> _Work order_: Output, exactly and alone, the lines from the one containing "Note to the class: identify the yellow" through the last line of the material below, both ends included.

> _Dataset excerpts_:
━━━━━━━━━━━━━━━━━━━━

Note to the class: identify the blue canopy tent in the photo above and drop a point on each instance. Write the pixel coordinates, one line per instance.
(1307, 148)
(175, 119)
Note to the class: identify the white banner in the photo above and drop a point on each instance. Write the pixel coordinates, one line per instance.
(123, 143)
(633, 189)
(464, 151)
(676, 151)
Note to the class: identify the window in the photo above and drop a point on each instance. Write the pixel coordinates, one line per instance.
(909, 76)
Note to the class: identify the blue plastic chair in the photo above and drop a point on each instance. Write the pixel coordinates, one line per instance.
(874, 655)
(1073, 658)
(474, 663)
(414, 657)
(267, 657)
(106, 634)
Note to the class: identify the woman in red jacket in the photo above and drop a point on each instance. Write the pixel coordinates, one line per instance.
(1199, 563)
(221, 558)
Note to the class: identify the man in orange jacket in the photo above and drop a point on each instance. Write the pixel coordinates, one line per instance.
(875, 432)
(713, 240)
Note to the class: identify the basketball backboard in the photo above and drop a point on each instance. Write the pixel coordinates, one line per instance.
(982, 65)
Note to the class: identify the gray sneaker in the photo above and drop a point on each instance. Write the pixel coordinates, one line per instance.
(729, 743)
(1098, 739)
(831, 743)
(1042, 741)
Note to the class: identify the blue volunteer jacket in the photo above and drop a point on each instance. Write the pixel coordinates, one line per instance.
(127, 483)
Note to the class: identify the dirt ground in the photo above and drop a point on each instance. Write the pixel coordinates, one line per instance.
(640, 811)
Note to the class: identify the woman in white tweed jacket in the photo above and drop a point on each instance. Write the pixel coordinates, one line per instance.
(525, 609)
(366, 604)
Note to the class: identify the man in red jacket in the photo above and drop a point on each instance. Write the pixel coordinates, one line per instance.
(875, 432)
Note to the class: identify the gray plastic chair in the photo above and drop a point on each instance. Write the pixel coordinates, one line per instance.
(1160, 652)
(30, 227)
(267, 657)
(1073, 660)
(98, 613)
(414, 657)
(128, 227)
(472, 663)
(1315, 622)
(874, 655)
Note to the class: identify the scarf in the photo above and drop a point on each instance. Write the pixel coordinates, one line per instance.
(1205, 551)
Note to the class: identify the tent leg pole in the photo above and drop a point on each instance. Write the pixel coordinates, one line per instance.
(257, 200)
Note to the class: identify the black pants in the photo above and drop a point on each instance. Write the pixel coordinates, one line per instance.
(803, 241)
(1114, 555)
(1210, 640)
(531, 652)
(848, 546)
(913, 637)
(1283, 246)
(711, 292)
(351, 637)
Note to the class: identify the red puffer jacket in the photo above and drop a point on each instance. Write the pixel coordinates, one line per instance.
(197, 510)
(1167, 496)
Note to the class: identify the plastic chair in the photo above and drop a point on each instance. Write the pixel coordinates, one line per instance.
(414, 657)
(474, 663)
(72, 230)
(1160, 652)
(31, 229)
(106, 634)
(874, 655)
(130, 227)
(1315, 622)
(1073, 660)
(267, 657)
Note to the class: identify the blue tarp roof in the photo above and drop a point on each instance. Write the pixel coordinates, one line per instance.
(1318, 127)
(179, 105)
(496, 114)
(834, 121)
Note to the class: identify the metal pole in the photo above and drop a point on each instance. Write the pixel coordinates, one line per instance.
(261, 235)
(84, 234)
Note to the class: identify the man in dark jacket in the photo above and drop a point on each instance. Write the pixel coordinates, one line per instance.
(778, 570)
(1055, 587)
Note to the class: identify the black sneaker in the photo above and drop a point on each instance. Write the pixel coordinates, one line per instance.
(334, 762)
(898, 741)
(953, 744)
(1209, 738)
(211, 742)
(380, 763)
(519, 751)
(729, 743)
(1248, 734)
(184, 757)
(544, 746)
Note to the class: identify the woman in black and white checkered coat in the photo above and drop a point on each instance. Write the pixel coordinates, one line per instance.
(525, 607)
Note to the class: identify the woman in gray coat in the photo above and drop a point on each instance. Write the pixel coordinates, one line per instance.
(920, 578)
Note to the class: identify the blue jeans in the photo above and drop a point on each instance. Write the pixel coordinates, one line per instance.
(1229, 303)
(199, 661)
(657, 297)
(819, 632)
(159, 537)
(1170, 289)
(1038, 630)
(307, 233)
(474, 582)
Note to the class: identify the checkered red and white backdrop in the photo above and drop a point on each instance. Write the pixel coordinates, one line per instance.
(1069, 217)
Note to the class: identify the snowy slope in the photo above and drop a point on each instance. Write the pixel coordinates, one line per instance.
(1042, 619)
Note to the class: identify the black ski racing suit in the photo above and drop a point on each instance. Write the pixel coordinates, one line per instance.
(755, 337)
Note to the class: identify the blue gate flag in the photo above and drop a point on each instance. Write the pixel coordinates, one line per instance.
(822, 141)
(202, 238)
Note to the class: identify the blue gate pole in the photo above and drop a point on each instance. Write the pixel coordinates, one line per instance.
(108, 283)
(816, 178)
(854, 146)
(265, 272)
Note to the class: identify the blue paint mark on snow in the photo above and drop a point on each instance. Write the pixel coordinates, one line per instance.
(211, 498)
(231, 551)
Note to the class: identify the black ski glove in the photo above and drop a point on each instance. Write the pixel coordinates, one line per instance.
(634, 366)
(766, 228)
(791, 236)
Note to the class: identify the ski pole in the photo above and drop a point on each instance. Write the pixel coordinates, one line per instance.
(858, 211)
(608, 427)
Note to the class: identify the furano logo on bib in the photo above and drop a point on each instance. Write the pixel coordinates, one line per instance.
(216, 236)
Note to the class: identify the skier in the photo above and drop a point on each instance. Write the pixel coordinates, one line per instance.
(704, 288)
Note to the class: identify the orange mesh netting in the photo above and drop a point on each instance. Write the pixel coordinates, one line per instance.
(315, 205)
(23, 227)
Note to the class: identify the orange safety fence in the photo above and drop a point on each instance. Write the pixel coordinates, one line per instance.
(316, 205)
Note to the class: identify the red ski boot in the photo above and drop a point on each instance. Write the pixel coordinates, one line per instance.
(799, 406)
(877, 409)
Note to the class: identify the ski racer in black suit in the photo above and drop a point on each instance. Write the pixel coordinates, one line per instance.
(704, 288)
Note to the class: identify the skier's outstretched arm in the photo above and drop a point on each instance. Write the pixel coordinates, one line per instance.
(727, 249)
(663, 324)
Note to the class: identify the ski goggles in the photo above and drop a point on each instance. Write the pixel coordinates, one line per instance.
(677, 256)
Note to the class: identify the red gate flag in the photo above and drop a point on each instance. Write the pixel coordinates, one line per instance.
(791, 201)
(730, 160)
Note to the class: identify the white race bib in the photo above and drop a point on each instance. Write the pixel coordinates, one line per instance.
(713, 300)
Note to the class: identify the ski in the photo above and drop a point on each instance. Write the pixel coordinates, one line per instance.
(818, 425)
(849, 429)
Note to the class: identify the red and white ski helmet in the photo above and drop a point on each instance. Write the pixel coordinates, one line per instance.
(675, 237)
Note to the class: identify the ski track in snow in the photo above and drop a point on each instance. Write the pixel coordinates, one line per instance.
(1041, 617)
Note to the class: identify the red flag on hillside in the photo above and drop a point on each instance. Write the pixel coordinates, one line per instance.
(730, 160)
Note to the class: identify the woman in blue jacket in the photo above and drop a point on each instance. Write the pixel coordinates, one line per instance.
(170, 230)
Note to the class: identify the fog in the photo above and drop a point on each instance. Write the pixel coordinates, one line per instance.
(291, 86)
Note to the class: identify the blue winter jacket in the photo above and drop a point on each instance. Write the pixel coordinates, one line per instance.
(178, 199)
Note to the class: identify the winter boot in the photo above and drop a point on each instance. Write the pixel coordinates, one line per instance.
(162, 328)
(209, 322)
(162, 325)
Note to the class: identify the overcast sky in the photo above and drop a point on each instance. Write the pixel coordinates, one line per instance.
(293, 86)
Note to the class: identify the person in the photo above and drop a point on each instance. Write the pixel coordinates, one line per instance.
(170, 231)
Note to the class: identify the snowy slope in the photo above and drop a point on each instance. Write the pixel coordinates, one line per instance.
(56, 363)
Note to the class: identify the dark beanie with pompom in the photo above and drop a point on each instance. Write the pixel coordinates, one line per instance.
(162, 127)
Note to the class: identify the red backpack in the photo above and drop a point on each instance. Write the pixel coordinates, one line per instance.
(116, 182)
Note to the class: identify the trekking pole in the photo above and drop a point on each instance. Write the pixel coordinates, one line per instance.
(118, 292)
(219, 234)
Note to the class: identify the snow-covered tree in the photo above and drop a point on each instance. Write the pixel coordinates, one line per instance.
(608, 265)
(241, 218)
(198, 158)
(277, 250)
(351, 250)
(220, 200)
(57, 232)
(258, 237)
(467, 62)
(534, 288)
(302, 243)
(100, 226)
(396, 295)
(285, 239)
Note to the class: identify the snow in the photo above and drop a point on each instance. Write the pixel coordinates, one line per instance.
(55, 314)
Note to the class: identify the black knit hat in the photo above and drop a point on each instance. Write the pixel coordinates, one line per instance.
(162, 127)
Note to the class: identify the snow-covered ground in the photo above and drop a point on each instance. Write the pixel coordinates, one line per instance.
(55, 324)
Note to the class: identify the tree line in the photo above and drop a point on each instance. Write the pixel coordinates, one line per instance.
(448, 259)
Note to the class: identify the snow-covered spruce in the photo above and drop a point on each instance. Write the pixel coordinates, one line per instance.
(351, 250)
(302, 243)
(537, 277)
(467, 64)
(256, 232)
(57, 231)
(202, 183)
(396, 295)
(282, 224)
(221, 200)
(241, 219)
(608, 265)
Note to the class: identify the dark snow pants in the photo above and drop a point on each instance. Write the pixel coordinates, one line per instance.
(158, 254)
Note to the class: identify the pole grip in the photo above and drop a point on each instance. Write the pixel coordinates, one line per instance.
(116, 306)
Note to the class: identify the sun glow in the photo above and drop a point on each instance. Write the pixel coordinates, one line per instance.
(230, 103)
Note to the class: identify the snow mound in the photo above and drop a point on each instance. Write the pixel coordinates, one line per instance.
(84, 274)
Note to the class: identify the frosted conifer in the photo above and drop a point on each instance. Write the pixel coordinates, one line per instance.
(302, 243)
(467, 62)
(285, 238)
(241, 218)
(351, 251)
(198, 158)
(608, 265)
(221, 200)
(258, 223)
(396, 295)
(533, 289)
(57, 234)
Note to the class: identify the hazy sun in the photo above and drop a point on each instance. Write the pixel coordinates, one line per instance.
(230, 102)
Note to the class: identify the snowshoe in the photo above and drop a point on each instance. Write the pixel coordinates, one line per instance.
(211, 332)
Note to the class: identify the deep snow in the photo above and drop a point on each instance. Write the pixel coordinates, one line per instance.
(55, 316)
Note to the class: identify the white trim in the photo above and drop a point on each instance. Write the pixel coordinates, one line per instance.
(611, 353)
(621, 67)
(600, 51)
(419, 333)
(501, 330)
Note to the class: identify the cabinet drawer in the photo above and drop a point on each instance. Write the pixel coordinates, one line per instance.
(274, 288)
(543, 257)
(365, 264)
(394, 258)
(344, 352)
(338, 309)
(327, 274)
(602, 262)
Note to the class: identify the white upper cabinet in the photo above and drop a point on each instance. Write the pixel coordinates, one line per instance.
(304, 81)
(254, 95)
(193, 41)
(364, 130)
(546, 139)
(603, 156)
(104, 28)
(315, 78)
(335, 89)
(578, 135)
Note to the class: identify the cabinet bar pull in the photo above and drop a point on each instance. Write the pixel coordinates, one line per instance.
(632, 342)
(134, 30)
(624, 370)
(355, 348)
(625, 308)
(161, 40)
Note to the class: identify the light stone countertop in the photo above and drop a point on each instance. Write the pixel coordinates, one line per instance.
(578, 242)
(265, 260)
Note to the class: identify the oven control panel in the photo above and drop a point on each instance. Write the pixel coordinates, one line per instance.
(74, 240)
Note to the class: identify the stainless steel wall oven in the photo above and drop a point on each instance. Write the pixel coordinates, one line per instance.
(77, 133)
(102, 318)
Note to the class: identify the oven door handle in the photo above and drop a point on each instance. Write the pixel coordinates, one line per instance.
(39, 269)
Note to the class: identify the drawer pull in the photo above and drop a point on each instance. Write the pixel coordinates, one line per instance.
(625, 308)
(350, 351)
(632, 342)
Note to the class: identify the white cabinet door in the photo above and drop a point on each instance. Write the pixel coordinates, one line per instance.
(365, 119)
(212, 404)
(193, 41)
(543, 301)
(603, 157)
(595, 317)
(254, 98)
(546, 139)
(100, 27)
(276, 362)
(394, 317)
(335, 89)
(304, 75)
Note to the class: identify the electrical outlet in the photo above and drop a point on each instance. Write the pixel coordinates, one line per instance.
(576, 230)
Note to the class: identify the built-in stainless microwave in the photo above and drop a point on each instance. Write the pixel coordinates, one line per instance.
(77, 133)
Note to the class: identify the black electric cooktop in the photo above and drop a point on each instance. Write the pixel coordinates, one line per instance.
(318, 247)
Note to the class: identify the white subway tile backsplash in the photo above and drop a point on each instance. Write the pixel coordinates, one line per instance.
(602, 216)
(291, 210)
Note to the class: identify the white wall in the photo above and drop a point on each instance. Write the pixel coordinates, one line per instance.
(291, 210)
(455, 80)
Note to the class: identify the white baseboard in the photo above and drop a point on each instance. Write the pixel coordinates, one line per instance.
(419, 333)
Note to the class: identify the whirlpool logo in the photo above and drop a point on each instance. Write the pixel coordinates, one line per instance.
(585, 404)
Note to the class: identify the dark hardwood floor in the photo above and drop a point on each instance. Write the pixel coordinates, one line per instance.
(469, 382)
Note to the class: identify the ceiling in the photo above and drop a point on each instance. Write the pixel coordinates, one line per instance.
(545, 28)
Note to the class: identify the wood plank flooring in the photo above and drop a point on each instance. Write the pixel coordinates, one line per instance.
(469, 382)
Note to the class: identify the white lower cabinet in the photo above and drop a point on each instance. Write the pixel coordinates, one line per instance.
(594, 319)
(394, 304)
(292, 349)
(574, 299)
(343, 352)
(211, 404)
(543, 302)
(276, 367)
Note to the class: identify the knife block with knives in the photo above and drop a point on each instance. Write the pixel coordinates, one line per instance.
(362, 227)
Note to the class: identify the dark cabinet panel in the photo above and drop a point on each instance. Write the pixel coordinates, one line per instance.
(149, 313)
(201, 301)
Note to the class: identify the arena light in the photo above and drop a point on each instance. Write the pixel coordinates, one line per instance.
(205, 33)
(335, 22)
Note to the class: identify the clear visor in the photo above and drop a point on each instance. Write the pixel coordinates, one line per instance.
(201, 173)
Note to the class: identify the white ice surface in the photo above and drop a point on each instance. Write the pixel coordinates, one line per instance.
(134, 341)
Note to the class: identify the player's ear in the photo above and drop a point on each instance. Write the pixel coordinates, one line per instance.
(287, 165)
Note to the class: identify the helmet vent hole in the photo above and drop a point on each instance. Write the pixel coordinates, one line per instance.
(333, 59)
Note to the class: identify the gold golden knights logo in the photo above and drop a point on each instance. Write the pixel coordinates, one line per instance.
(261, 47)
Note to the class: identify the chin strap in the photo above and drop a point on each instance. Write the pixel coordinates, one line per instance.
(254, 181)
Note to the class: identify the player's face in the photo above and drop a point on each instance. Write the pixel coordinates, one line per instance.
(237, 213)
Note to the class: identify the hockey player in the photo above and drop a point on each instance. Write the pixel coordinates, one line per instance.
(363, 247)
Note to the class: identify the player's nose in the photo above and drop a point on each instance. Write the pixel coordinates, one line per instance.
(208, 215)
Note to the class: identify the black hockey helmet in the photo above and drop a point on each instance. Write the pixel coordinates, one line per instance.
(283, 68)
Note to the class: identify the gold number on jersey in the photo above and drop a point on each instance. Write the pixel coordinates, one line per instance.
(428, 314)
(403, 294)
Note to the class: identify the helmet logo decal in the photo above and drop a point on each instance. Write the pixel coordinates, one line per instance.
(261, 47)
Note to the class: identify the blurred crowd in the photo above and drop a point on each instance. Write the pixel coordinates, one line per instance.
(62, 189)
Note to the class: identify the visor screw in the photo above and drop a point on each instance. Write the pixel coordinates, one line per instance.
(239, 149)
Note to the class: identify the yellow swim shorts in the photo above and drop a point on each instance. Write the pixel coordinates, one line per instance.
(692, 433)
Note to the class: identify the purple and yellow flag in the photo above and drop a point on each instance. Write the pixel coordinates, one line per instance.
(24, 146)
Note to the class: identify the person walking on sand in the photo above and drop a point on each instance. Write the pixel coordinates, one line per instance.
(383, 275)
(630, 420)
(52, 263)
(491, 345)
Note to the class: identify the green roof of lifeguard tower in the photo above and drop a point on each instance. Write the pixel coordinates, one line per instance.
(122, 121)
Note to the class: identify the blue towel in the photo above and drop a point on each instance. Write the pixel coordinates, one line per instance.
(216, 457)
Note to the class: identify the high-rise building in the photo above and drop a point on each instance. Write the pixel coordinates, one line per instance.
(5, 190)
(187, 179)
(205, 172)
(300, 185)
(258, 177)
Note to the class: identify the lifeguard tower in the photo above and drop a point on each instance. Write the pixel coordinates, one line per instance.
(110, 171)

━━━━━━━━━━━━━━━━━━━━

> _Answer to the exercise_:
Note to the class: identify the yellow swim shorts in the photo above and drop a point on each instance. Write the pixel coordinates, one line per instance.
(692, 433)
Note to the class: identify the purple and yellow flag in the photo above and drop a point on each instance. Write the pixel coordinates, one line per instance.
(24, 146)
Note to the class: identify the person walking on sand in the photo above and drop a point on each instance. Write the pixel coordinates, one line per instance.
(383, 275)
(630, 420)
(52, 263)
(491, 345)
Note to the class: identify the green roof of lifeguard tower in the photo above and drop a point on each instance. Write the pixel coordinates, one line per instance.
(122, 121)
Note to the class: identify the blue towel in the photo above and drop a point on each instance. Write the pixel coordinates, one line per instance.
(216, 457)
Note to the class: identify the high-rise building in the photo above and drop a point on each instance. Write the pixel coordinates, one line per instance.
(5, 190)
(187, 179)
(205, 172)
(300, 185)
(258, 177)
Note to the class: identify the lifeguard tower in the photo above and drop a point on each instance. Write the pixel coordinates, one line per instance.
(110, 171)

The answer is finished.